▶ Instructions for the task:
Please put every line of the records below into a JSON list of strings, one string per line, leaving out any blank lines.

Outline items for labeled areas
━━━━━━━━━━━━━━━━━━━━

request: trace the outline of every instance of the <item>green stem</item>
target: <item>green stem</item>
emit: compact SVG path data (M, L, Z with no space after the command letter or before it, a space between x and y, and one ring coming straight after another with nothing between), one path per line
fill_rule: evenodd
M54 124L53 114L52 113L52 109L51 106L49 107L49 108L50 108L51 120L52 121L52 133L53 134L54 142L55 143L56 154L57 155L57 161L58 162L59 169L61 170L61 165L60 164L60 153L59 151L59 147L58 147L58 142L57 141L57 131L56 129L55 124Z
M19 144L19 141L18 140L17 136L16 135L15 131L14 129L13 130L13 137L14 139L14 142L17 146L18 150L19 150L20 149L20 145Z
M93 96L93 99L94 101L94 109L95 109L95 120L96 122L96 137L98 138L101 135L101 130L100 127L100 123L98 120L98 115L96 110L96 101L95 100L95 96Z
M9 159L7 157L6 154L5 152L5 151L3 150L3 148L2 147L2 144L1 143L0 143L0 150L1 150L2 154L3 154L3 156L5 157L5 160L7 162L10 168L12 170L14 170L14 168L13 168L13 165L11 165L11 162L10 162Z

━━━━━━━━━━━━━━━━━━━━

▶ Written solution:
[
  "request: trace the outline of every instance of the <item>green stem</item>",
  "target: <item>green stem</item>",
  "emit: compact SVG path data (M, L, Z with no space after the command letter or before it, a space between x and y, and one ring coming straight after another with nothing between), one path per line",
  "fill_rule: evenodd",
  "M54 124L53 114L52 113L52 109L51 106L49 107L49 108L50 108L51 120L52 121L52 133L53 134L54 142L55 143L56 154L57 155L57 161L58 162L59 169L61 170L61 165L60 164L60 153L59 151L59 147L58 147L58 142L57 141L57 131L56 129L55 124Z",
  "M19 144L19 141L18 140L17 136L16 135L15 131L14 129L13 130L13 137L14 139L14 142L17 146L18 150L19 150L20 149L20 145Z",
  "M93 96L93 99L94 101L94 109L95 109L95 120L96 122L96 137L98 138L101 135L101 130L100 127L100 123L98 120L98 115L96 110L96 101L95 100L95 96Z",
  "M9 159L7 157L6 154L5 152L5 151L3 150L3 148L2 147L2 144L1 143L0 143L0 150L1 150L2 154L3 154L3 156L5 157L5 160L7 162L10 168L12 170L14 170L14 168L13 168L13 165L11 165L11 162L10 162Z"
]